* PROBLEM STATEMENT
Please return each line of the items below as a JSON list of strings, one string per line, with blank lines omitted.

* DATA SECTION
● ● ● ●

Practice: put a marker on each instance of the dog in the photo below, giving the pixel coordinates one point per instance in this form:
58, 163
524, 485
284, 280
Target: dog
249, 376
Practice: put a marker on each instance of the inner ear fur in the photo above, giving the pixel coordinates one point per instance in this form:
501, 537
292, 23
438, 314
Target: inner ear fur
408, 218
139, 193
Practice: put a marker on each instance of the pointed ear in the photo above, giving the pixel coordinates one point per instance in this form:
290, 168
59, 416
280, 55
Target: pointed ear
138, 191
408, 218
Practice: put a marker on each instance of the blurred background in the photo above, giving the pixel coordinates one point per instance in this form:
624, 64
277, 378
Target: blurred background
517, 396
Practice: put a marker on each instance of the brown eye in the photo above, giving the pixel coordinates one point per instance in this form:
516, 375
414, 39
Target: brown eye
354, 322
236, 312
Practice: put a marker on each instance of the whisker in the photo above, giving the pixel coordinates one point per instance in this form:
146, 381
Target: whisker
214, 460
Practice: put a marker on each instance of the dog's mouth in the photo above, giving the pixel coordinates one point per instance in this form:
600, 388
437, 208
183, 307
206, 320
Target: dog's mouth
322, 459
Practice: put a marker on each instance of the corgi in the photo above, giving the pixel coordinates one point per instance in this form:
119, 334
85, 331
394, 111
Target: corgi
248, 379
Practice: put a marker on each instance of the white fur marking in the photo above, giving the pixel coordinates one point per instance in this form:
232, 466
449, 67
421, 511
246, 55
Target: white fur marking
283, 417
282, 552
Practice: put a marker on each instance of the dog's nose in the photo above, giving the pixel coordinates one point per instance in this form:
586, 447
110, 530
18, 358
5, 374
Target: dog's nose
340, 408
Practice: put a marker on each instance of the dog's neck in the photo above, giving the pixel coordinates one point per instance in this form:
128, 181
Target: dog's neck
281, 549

● ● ● ●

* CORRECT ANSWER
[
  "Practice: put a marker on each instance of the dog in the photo below, giving the pixel coordinates one point per instance in this form:",
  "58, 163",
  "524, 485",
  "284, 280",
  "Target: dog",
  "249, 376",
  "Practice: put a marker on each instance of the inner ear fur in the photo above, giving the pixel coordinates one point per instance in this form:",
  "501, 537",
  "292, 23",
  "438, 314",
  "Target: inner ear fur",
  "408, 218",
  "139, 193",
  "Practice: put a marker on each instance of the pointed ear in the photo above, giving the pixel coordinates one point per instance in this form:",
  "290, 168",
  "59, 416",
  "280, 55",
  "Target: pointed ear",
  "138, 191",
  "408, 218",
  "Practice: put a marker on each instance of the blurred background in the photo above, giving the pixel coordinates one point per instance in this form:",
  "624, 64",
  "277, 378",
  "Target: blurred background",
  "517, 396",
  "Practice: put a marker on each instance of the brown eye in the photo above, giving the pixel coordinates one point per instance in this form:",
  "516, 375",
  "414, 39",
  "Target: brown eye",
  "354, 322",
  "236, 312",
  "Practice: put a marker on each instance of the whisker in the photo above, giving the pixel coordinates one point per instance in this form:",
  "146, 381",
  "Target: whisker",
  "214, 460",
  "Practice: put a marker on each instance of the dog's mouth in the photo above, giving the pixel coordinates one point per instance in this form:",
  "600, 388",
  "437, 208",
  "183, 307",
  "206, 320",
  "Target: dog's mouth",
  "322, 459",
  "Practice: put a marker on each instance of the corgi in the photo above, giving the pixel coordinates one point per instance in this form:",
  "119, 334",
  "85, 331",
  "394, 111",
  "Target: corgi",
  "248, 379",
  "Practice: put a marker on each instance of the white fur marking in the photo above, giving the pixel coordinates one point per instance in this form:",
  "232, 466",
  "449, 67",
  "421, 511",
  "246, 55",
  "Target: white fur marking",
  "283, 417",
  "282, 552",
  "Practice: put a marker on each instance of the dog's nose in the photo above, giving the pixel coordinates one point per instance in this form:",
  "586, 447",
  "110, 530",
  "18, 358",
  "5, 374",
  "Target: dog's nose",
  "340, 408",
  "Practice: put a marker on each instance of the dog's neck in the photo above, giving the pixel coordinates one point per instance in this form:",
  "128, 181",
  "Target: dog's neck",
  "281, 549"
]